# Supplied text
Growing up hasn’t been easy and I know that I’m not alone in this. People keep asking me, what is your passion in life? At different points in life, I have had to give different answers. Recently, I started thinking about the answer to this question. And why I get to answer differently at times.

 From a very young age, I was very passionate about becoming a medical doctor. Let give a bit of context to put things in perspective. Back in basic school, the only professions I remember my teachers mentioning to us was; Doctor, Nurse, Teacher and Farmers.

I certainly did not want to become a farmer. This was because I saw all these farmers in and around my neighbourhood and how little they made from their produce and hard work. For being a nurse, I only knew it to be a profession for females and hence I didn’t even consider it an option. Was I going to be a teacher? Didn’t occur to me at that young age. So, the dream was to become Dr. Obed Ehoneah.

By primary five, I left my hometown, Aiyinasi, to stay in a nearby village (name withheld, but those who know, know). The observation I made in that village was that, almost everyone was in a way a farmer. The others who either store keepers, susu collectors or had no fixed work.

# Entries supplied
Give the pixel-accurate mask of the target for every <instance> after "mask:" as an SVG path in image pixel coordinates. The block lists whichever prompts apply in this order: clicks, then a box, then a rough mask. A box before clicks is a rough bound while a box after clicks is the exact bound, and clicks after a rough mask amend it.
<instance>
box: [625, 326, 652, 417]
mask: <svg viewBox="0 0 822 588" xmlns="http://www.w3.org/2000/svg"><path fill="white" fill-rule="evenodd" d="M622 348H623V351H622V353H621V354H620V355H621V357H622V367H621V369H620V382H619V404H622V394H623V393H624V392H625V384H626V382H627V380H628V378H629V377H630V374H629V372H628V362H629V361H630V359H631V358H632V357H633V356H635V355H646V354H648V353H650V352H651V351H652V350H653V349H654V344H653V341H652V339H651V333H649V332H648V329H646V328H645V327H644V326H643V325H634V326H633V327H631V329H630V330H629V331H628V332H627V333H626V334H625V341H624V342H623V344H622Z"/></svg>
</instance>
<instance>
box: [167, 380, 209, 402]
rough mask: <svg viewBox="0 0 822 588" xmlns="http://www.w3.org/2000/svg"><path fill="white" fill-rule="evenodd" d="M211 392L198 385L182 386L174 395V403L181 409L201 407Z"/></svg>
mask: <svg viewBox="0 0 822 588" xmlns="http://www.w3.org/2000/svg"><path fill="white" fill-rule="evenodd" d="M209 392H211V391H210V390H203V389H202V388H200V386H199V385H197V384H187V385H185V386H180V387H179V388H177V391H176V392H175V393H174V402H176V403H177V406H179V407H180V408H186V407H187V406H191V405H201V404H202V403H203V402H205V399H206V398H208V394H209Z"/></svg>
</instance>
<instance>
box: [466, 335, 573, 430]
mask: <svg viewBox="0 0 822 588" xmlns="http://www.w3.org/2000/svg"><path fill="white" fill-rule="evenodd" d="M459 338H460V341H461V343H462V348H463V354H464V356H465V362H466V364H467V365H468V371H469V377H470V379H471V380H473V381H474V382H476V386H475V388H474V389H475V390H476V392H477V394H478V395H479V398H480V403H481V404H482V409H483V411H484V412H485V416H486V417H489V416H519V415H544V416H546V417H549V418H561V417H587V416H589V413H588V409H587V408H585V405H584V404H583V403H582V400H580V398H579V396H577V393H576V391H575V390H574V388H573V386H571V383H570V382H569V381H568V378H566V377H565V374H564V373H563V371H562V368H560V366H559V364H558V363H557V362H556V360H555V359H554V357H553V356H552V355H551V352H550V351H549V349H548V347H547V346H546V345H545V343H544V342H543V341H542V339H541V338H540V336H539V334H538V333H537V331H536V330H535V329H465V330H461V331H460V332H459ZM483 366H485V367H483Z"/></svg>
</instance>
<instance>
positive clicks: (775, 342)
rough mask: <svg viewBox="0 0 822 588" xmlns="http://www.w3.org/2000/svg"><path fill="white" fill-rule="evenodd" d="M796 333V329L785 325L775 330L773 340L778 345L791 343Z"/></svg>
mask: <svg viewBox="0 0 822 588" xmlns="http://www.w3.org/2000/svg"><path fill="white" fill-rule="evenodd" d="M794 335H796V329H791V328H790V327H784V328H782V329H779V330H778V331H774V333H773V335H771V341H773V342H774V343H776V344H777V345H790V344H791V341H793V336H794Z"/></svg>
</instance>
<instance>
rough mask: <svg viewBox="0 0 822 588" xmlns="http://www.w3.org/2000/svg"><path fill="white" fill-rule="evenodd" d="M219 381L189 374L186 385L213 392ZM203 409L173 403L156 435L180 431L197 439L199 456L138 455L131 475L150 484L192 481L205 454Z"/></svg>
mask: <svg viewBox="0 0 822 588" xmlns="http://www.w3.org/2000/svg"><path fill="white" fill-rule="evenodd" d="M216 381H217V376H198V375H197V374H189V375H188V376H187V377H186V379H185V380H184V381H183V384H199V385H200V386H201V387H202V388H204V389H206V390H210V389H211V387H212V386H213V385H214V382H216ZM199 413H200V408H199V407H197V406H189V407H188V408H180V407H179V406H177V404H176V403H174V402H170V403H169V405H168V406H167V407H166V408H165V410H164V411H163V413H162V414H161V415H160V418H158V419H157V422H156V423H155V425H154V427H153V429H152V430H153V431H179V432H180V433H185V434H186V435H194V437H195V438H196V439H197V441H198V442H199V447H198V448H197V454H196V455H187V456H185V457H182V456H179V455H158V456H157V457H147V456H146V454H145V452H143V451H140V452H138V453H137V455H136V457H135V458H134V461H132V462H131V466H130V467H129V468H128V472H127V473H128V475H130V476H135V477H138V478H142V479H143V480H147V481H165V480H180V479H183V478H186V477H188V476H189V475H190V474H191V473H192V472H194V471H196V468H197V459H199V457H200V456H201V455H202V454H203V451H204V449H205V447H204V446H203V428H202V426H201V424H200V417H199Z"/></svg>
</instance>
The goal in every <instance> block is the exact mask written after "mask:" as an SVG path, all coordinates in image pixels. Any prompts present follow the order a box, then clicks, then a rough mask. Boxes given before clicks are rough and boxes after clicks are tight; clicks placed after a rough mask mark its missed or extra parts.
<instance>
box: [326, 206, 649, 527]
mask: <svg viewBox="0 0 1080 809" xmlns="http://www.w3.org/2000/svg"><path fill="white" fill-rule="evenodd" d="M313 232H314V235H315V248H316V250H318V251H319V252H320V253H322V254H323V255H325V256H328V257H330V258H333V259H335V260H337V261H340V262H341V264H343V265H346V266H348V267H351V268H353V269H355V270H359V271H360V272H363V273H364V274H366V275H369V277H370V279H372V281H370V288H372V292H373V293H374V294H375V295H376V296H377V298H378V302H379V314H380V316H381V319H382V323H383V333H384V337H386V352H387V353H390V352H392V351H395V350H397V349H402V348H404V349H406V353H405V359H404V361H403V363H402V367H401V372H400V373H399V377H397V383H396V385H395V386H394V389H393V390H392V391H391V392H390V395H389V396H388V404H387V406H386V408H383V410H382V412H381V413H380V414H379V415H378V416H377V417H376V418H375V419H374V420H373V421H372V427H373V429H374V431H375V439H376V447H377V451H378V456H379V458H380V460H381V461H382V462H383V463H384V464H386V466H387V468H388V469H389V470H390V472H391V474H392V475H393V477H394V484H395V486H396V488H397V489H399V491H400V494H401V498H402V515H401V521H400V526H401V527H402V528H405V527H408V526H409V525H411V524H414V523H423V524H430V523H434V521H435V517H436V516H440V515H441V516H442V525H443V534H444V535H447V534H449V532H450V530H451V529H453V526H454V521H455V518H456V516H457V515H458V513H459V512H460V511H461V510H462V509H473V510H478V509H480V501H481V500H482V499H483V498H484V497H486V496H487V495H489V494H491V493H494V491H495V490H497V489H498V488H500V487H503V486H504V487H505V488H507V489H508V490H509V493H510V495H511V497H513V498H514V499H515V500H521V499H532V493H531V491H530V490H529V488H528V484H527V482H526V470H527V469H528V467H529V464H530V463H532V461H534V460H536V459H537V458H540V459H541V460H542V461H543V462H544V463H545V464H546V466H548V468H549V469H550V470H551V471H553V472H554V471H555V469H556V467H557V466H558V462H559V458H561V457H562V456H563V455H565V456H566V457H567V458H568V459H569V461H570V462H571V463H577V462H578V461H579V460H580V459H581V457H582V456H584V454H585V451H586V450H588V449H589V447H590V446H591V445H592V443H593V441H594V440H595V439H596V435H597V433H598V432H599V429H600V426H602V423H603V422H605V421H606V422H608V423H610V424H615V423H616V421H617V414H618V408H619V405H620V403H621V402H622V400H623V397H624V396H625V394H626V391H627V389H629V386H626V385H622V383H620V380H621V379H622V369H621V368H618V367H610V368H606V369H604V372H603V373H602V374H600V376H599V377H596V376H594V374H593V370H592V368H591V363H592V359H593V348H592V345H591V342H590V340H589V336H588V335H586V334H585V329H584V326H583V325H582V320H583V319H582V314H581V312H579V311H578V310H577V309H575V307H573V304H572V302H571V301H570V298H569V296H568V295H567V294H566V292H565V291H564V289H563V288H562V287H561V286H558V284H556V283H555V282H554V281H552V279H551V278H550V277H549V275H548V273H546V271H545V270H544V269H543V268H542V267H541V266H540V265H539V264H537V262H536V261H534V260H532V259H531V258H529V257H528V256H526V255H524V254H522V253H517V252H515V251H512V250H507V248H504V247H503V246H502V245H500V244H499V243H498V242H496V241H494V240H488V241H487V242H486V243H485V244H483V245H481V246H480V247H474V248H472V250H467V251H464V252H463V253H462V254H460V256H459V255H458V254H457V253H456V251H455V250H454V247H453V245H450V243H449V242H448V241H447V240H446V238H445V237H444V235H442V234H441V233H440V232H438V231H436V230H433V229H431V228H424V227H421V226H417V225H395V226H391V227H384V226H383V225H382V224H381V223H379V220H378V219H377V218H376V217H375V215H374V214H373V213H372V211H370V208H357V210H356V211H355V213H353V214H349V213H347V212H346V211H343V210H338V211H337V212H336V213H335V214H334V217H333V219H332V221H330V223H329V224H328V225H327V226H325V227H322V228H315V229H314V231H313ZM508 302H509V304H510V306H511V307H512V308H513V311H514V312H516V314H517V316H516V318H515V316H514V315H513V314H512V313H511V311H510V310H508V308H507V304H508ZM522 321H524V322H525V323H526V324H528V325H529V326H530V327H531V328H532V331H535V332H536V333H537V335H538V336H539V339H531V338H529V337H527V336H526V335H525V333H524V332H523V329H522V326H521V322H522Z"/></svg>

# Instructions to follow
Reproduce the passage of the essay on childhood career ambitions from "From a very" to "Teacher and Farmers.".

# Answer to the exercise
From a very young age, I was very passionate about becoming a medical doctor. Let give a bit of context to put things in perspective. Back in basic school, the only professions I remember my teachers mentioning to us was; Doctor, Nurse, Teacher and Farmers.